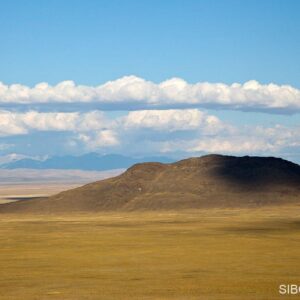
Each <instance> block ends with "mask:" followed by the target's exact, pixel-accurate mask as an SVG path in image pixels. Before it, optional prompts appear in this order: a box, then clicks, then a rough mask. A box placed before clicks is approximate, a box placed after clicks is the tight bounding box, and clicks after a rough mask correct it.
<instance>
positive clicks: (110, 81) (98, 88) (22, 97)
mask: <svg viewBox="0 0 300 300" xmlns="http://www.w3.org/2000/svg"><path fill="white" fill-rule="evenodd" d="M30 104H37V105H40V106H41V105H47V104H48V105H49V104H50V105H51V104H56V105H58V104H68V105H71V104H81V105H87V104H89V105H94V106H95V105H96V106H97V108H98V109H100V110H101V109H110V110H122V109H126V110H141V109H148V110H149V109H167V108H169V109H170V108H195V107H211V108H223V109H224V108H225V109H234V110H242V111H247V110H250V111H265V112H269V113H299V112H300V90H299V89H296V88H294V87H292V86H290V85H277V84H273V83H270V84H260V83H259V82H257V81H255V80H251V81H248V82H245V83H243V84H241V83H233V84H231V85H227V84H224V83H209V82H199V83H195V84H189V83H187V82H186V81H185V80H183V79H180V78H172V79H169V80H166V81H163V82H161V83H154V82H151V81H147V80H145V79H143V78H139V77H136V76H125V77H122V78H120V79H117V80H114V81H109V82H106V83H104V84H102V85H99V86H85V85H76V84H75V83H74V82H73V81H63V82H61V83H59V84H57V85H55V86H51V85H49V84H48V83H45V82H43V83H39V84H37V85H35V86H34V87H28V86H25V85H21V84H12V85H5V84H4V83H1V82H0V105H2V106H14V105H25V106H26V105H30Z"/></svg>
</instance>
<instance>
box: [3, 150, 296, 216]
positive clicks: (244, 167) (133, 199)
mask: <svg viewBox="0 0 300 300" xmlns="http://www.w3.org/2000/svg"><path fill="white" fill-rule="evenodd" d="M295 202H300V166H299V165H297V164H294V163H292V162H289V161H286V160H283V159H280V158H274V157H249V156H244V157H234V156H223V155H207V156H203V157H197V158H189V159H185V160H181V161H178V162H176V163H171V164H162V163H141V164H136V165H133V166H132V167H130V168H129V169H128V170H127V171H126V172H124V173H123V174H121V175H119V176H117V177H114V178H110V179H106V180H102V181H97V182H94V183H90V184H87V185H85V186H82V187H79V188H76V189H72V190H68V191H65V192H62V193H60V194H57V195H55V196H52V197H49V198H47V199H34V200H26V201H19V202H15V203H10V204H4V205H1V206H0V212H3V213H18V212H28V213H29V212H30V213H31V212H34V213H68V212H100V211H123V210H126V211H134V210H180V209H193V208H208V207H248V206H261V205H277V204H286V203H295Z"/></svg>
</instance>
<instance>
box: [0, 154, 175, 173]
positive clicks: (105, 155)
mask: <svg viewBox="0 0 300 300" xmlns="http://www.w3.org/2000/svg"><path fill="white" fill-rule="evenodd" d="M153 159H155V160H156V161H159V162H164V163H170V162H172V160H171V159H169V158H167V157H156V158H153V157H143V158H132V157H127V156H123V155H118V154H109V155H100V154H97V153H88V154H85V155H81V156H72V155H67V156H53V157H50V158H48V159H46V160H35V159H31V158H25V159H20V160H17V161H12V162H8V163H5V164H2V165H1V168H2V169H38V170H40V169H41V170H44V169H65V170H90V171H107V170H113V169H123V168H128V167H130V166H132V165H133V164H136V163H140V162H147V161H153Z"/></svg>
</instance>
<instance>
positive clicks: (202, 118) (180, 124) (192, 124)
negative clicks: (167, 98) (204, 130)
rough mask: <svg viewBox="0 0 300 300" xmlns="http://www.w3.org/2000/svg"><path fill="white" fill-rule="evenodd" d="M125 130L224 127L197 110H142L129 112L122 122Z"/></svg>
mask: <svg viewBox="0 0 300 300" xmlns="http://www.w3.org/2000/svg"><path fill="white" fill-rule="evenodd" d="M122 122H123V126H124V128H126V129H134V128H137V129H141V128H148V129H153V130H166V131H170V132H172V131H183V130H196V129H200V128H201V129H202V130H206V131H214V130H219V129H221V128H222V127H224V126H225V124H223V123H222V122H221V121H220V120H219V119H218V118H217V117H215V116H212V115H208V114H206V113H204V112H202V111H200V110H198V109H182V110H179V109H177V110H175V109H169V110H143V111H134V112H129V114H128V115H127V116H126V117H125V118H124V119H123V120H122Z"/></svg>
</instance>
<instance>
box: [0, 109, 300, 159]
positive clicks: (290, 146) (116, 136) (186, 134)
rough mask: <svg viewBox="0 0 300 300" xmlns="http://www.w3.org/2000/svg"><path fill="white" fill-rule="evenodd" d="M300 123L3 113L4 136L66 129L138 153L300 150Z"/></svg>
mask: <svg viewBox="0 0 300 300" xmlns="http://www.w3.org/2000/svg"><path fill="white" fill-rule="evenodd" d="M299 125H300V124H299ZM299 125H296V126H283V125H274V126H254V125H251V126H250V125H245V126H236V125H234V124H230V123H227V122H224V121H222V120H220V119H219V118H217V117H216V116H213V115H211V114H208V113H206V112H203V111H200V110H198V109H181V110H179V109H177V110H176V109H170V110H142V111H134V112H128V113H127V115H125V116H121V117H115V118H113V119H111V118H109V117H108V116H107V115H106V114H105V113H104V112H101V111H91V112H88V113H78V112H77V113H62V112H59V113H50V112H49V113H40V112H36V111H29V112H26V113H16V112H10V111H0V137H2V138H3V139H5V138H6V137H12V136H21V135H26V134H27V135H31V134H33V133H34V132H44V133H45V138H47V135H46V134H47V132H65V133H66V139H65V140H64V141H65V143H66V144H68V146H69V147H71V148H78V149H85V151H97V152H101V151H104V150H105V151H110V152H118V153H126V154H134V155H146V154H147V155H149V154H150V155H152V154H168V155H169V154H170V155H172V154H174V153H181V154H182V153H183V154H184V153H185V154H187V155H188V156H190V155H198V154H199V155H201V154H203V153H224V154H259V155H280V153H283V152H285V153H286V152H289V153H299V149H300V127H299ZM0 149H1V147H0Z"/></svg>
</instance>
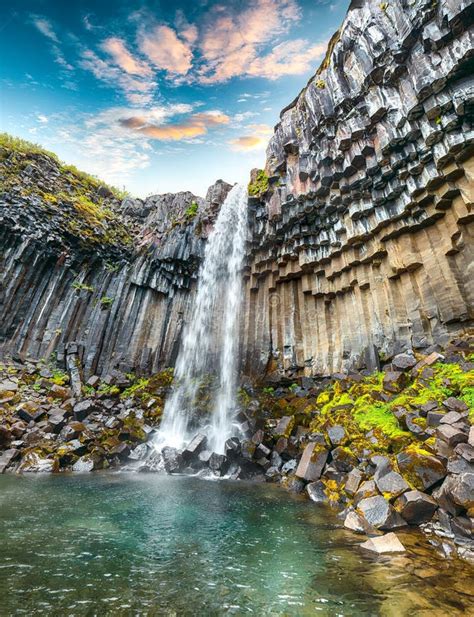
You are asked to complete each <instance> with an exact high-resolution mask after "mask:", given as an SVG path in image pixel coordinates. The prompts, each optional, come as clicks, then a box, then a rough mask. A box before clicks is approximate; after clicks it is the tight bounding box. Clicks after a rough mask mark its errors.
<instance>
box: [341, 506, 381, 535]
mask: <svg viewBox="0 0 474 617" xmlns="http://www.w3.org/2000/svg"><path fill="white" fill-rule="evenodd" d="M344 527H345V528H346V529H350V530H351V531H354V532H355V533H364V534H366V535H369V534H370V535H376V534H379V533H381V532H379V531H378V530H377V529H376V528H375V527H373V526H372V525H369V523H368V522H367V521H366V520H365V518H364V517H363V516H361V515H360V514H359V513H358V512H355V511H354V510H351V511H350V512H348V513H347V515H346V516H345V518H344Z"/></svg>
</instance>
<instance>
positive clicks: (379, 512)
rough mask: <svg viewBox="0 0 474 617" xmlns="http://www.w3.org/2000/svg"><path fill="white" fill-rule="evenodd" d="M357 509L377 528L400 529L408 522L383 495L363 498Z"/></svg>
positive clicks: (367, 521) (364, 517)
mask: <svg viewBox="0 0 474 617" xmlns="http://www.w3.org/2000/svg"><path fill="white" fill-rule="evenodd" d="M357 511H358V512H359V514H361V515H362V516H363V517H364V518H365V520H366V521H367V522H368V523H369V525H372V526H373V527H376V528H377V529H383V530H390V529H398V528H399V527H403V526H404V525H406V522H405V521H404V520H403V518H402V517H401V516H400V514H398V512H397V511H396V510H395V508H394V507H393V506H392V505H391V504H390V503H389V502H388V501H387V500H386V499H385V498H384V497H382V496H381V495H376V496H375V497H368V498H366V499H362V501H360V502H359V503H358V505H357Z"/></svg>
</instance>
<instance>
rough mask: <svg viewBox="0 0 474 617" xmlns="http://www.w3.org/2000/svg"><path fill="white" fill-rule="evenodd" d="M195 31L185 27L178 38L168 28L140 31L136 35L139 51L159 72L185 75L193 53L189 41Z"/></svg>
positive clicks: (190, 27)
mask: <svg viewBox="0 0 474 617" xmlns="http://www.w3.org/2000/svg"><path fill="white" fill-rule="evenodd" d="M195 36H197V31H196V30H195V29H194V28H192V27H190V26H187V27H186V29H185V30H184V31H183V33H182V38H180V37H179V36H178V35H177V34H176V32H175V31H174V30H173V29H172V28H170V27H169V26H164V25H161V26H155V27H153V28H152V29H151V30H148V29H142V30H141V31H140V32H139V34H138V46H139V48H140V51H141V52H142V53H143V54H144V55H145V56H146V57H147V58H148V60H149V61H150V62H151V63H152V64H153V65H154V66H155V67H156V68H157V69H159V70H163V71H166V72H167V73H170V74H172V75H173V74H174V75H186V74H187V73H188V71H189V70H190V68H191V61H192V57H193V53H192V50H191V44H190V40H191V39H193V38H194V37H195Z"/></svg>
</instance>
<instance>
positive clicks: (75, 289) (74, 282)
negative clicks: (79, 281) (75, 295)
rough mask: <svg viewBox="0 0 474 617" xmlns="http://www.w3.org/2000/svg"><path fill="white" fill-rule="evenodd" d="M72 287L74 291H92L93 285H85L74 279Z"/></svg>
mask: <svg viewBox="0 0 474 617" xmlns="http://www.w3.org/2000/svg"><path fill="white" fill-rule="evenodd" d="M72 287H73V289H75V290H76V291H88V292H89V293H93V292H94V288H93V287H91V286H90V285H86V284H85V283H79V282H78V281H74V282H73V284H72Z"/></svg>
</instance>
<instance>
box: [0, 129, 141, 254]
mask: <svg viewBox="0 0 474 617" xmlns="http://www.w3.org/2000/svg"><path fill="white" fill-rule="evenodd" d="M0 169H1V175H2V181H1V182H0V189H1V190H2V192H4V193H9V194H11V195H13V196H14V198H15V199H14V200H15V201H17V198H18V197H19V198H20V200H22V201H23V202H24V204H25V207H26V206H29V218H31V215H33V216H34V215H35V214H36V213H37V214H38V218H39V219H40V220H41V222H42V223H45V222H48V221H49V222H50V227H51V229H55V230H57V231H59V232H60V234H59V235H60V237H62V241H63V242H64V243H76V242H79V243H80V244H82V245H83V246H84V247H86V248H87V247H94V248H99V247H102V248H103V249H104V250H105V251H109V250H110V249H111V248H113V249H119V250H123V249H128V248H129V247H130V246H131V245H132V243H133V229H132V227H131V224H130V223H128V222H127V221H125V219H124V218H123V217H122V215H121V211H120V202H121V200H122V199H123V197H124V196H125V193H124V192H123V191H119V190H118V189H116V188H114V187H111V186H109V185H107V184H105V183H104V182H102V181H100V180H99V179H98V178H95V177H94V176H91V175H90V174H87V173H84V172H82V171H79V170H78V169H77V168H76V167H74V166H73V165H66V164H64V163H62V162H61V161H60V160H59V158H58V157H57V156H56V155H55V154H54V153H52V152H48V151H47V150H45V149H44V148H42V147H41V146H39V145H37V144H33V143H30V142H28V141H26V140H24V139H20V138H18V137H13V136H11V135H8V134H7V133H0ZM7 201H8V199H7ZM30 226H31V225H30Z"/></svg>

**ACTIVITY:** What is the number of lines in the entries above that contain the string "before"? Reply with the number and nothing more.

**FINISHED EXERCISE:** 2